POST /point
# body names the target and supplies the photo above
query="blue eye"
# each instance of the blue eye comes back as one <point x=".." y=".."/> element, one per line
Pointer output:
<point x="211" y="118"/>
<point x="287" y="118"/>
:::::
**Requirement:** Update every item above by replacing "blue eye" with "eye" wherever it occurs, leaving everything else unchanged.

**Answer to the exercise:**
POST /point
# body names the target and supplies the photo above
query="eye"
# each instance of the eye comes back as one <point x=".." y=".."/> element, one per line
Pointer output:
<point x="211" y="118"/>
<point x="287" y="118"/>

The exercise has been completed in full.